PROBLEM REQUIREMENTS> Restate all of the entries exactly, dropping any pictures they hold.
======== EXTRACTED RECORDS ========
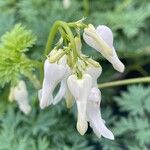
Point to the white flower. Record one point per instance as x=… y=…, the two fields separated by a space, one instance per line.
x=61 y=93
x=66 y=4
x=101 y=39
x=53 y=74
x=95 y=72
x=20 y=94
x=80 y=89
x=94 y=115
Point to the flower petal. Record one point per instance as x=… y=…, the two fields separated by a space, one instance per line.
x=53 y=74
x=107 y=35
x=21 y=96
x=94 y=72
x=94 y=115
x=80 y=88
x=61 y=93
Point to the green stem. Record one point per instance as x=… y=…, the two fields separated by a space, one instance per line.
x=86 y=7
x=124 y=82
x=53 y=32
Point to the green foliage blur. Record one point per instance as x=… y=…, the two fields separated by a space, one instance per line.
x=126 y=109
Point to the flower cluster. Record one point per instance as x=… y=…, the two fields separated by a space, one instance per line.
x=78 y=74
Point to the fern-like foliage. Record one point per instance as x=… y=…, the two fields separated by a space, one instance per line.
x=135 y=127
x=13 y=61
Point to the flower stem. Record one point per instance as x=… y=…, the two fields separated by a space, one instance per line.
x=124 y=82
x=86 y=7
x=53 y=32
========
RESULT OF THE EXERCISE>
Point to the white flower. Record one point per instance as x=… y=…, the two fields separated by a space, one instance per line.
x=61 y=93
x=66 y=4
x=101 y=39
x=53 y=74
x=95 y=72
x=20 y=94
x=80 y=89
x=94 y=115
Point to the flower petal. Record one point per instance as x=… y=…, the two fields separated by a space, one instance per line.
x=53 y=74
x=107 y=35
x=21 y=96
x=94 y=72
x=94 y=115
x=80 y=88
x=61 y=93
Point to the green stem. Record one point per instance as x=… y=…, the two fields separated by a space, one instance per line.
x=86 y=7
x=124 y=82
x=53 y=32
Point to the green foliage blur. Record one point per instance as x=… y=…, the two fields separated by a space, one instance per line.
x=126 y=109
Point to the flower cluster. Record one point per instance as x=… y=…, the two fields separated by a space, one instance per line.
x=78 y=74
Point to the fern-like foliage. Record one point per instance as x=… y=…, the two fields separated by a space, one instance per line.
x=135 y=127
x=13 y=61
Point to the flower stem. Record one point per instance as x=… y=…, the two fields separated by a space, one instance per line.
x=124 y=82
x=86 y=7
x=53 y=32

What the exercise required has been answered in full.